▶ _Extrait à lire_:
Textes

Carnets III extraits

 

Preuve admirable de la puissance de sa religion : il arrive à la charité sans passer par la générosité. Il a tort de me renvoyer sans cesse à l'angoisse du Christ. Il me semble que j'en ai un plus grand respect que lui, ne m'étant jamais cru autorisé à exposer le supplice de mon sauveur, deux fois la semaine, à la première page d'un journal de banquiers. Il se dit écrivain d'humeur. En effet. Mais il a dans l'humeur une disposition invincible à se servir de la croix comme d'une arme de jet. Ce qui en fait un journaliste du premier ordre, et un écrivain du second. Dostoïevski de la Gironde.
Carnet III, 1951, P 29

 

L'idée que je me fais de la vulgarité, je la dois à quelques grands bourgeois, fiers de leur culture et de leurs privilèges, comme Mauriac, dès l'instant où ils donnent le spectacle de leur vanité blessée. Ils essaient alors de blesser au niveau même où ils le furent et découvrent en même temps la hauteur exacte où ils vivent en réalité. La vertu d'humilité pour la première fois triomphe alors en eux. Petits pauvres, en effet, mais en méchanceté. ibid p 32

 

Nietzsche à sa sœur, à propos de l'affaire Lou : «Non, je ne suis pas fait pour l'inimitié et la haine … Jusqu'alors je n'ai jamais haï personne. Ce n'est que maintenant que je me sens humilié. »

Nécessité selon lui des «contre Alexandre », de ceux « qui libéreraient de nouveau le nœud gordien de la civilisation grecque après qu'il a été tranché. » p 41

 

Deux erreurs vulgaires : l'existence précède l'essence ou l'essence l'existence. L'une et l'autre marchent et s'élèvent du même pas p 92

 

 

Le sexe, étrange, étranger, solitaire, qui sans arrêt décide seul d'aller en avant , irrésistible alors et qu'il faut suivre aveuglément, qui , tout d'un coup, après des années de fureur, avant d'autres années de folie sensuelle, refuse et se tait - qui prospère dans l'habitude, s'impatiente de la nouveauté et ne renonce à l'indépendance qu'à l'instant où l'on consent à l'assouvir pleinement. Qui, d'un peu exigeant, pourrait jamais consentir du fond du coeur à cette tyrannie ? Chasteté, ô liberté ! p 90

 

On dit que Nietzsche, après la rupture avec Lou, entré dans une solitude définitive, se promenait la nuit dans les montagnes qui dominent le golfe de Gênes et y allumait d'immenses feux qu'il regardait se consumer. J'ai souvent pensé à ces feux et leur lueur a dansé derrière toute ma vie intellectuelle. Si même il m'est arrivé d'être injuste envers certaines pensées et envers certains hommes, que j'ai rencontrés dans le siècle, c'est que je les ai mis sans le vouloir en face de ces incendies et qu'ils s'en sont aussitôt trouvés réduits en cendres. 1953, p 120

 

Alger. 18 janvier 1956
Cette angoisse que je traînais à Paris et qui concernait l'Algérie m'a quitté. Ici du moins on est dans la lutte, dure pour nous, qui avons ici l'opinion publique contre nous. Mais c'est dans la lutte que finalement j'ai toujours trouvé ma paix. L'intellectuel par fonction, et quoi qu'il en ait, et surtout s'il se mêle par l'écrit seulement des affaires publiques, vit comme un lâche. Il compense cette impuissance par une surenchère verbale. Seul le risque justifie la pensée . Et puis tout vaut mieux que cette France de la démission et de la méchanceté, ce marais où j'étouffe. Oui, je me suis levé heureux, pour la première fois depuis des mois. J'ai retrouvé l'étoile.

▶ _Matériel extrait_:
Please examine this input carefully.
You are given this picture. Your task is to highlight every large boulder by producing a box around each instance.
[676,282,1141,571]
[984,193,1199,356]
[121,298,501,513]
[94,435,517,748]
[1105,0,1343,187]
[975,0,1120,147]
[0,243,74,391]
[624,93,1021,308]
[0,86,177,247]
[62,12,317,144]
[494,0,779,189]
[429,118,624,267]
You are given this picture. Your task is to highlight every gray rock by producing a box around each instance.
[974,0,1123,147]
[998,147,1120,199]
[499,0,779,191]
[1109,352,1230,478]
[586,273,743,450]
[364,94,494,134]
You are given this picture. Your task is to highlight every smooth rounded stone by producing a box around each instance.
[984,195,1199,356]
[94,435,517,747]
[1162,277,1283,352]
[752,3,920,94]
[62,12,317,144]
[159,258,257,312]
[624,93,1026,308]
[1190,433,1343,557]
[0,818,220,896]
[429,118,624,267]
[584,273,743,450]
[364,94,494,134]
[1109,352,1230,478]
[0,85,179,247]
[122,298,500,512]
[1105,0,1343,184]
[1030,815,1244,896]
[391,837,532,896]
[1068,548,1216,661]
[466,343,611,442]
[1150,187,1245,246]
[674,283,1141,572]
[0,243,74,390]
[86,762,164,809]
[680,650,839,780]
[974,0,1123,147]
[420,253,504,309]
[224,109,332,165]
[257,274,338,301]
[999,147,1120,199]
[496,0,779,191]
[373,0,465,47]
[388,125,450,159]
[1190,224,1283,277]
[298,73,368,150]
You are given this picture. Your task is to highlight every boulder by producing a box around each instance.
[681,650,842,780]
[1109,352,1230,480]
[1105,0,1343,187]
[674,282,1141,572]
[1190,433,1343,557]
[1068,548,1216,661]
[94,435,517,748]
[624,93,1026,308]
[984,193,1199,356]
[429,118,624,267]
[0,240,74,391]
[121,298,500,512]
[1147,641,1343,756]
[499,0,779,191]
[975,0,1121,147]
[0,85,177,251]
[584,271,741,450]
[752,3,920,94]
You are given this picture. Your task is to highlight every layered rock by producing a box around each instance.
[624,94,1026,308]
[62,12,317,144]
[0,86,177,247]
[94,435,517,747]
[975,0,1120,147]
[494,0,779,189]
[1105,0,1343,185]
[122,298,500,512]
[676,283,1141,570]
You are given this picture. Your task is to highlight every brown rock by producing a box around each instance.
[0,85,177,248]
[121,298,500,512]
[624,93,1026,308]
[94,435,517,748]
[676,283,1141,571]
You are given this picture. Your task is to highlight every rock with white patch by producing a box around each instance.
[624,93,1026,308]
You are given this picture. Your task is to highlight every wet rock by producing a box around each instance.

▶ _Votre tâche_:
Les affirmations suivantes concordent-elles avec l'extrait à lire ? Pour chacune, répondez par oui ou non et citez mot pour mot les termes décisifs de l'extrait.
(a) L'angoisse liée à l'Algérie, ressentie à Paris, a quitté l'auteur des carnets.
(b) Dans sa lettre à sa sœur, Nietzsche reconnaît avoir toujours haï certaines personnes.
(c) Nietzsche allumait la nuit de grands feux dans les montagnes dominant le golfe de Gênes.

▶ _Résultat attendu_:
(a) Oui : « Cette angoisse que je traînais à Paris et qui concernait l'Algérie m'a quitté. »
(b) Non : « Jusqu'alors je n'ai jamais haï personne. »
(c) Oui : « se promenait la nuit dans les montagnes qui dominent le golfe de Gênes et y allumait d'immenses feux »